======== Excerpted records

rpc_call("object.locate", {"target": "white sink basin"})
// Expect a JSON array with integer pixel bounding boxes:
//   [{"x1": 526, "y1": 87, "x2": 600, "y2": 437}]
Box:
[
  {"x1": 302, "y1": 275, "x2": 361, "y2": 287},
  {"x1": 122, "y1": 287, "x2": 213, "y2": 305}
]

================

== Requirement ==
Return the entries above verbatim, keeping every line unchanged.

== Task response ==
rpc_call("object.locate", {"target": "white sink basin"})
// Expect a JSON array with integer pixel bounding boxes:
//   [{"x1": 526, "y1": 87, "x2": 600, "y2": 437}]
Box:
[
  {"x1": 302, "y1": 275, "x2": 361, "y2": 287},
  {"x1": 122, "y1": 287, "x2": 213, "y2": 305}
]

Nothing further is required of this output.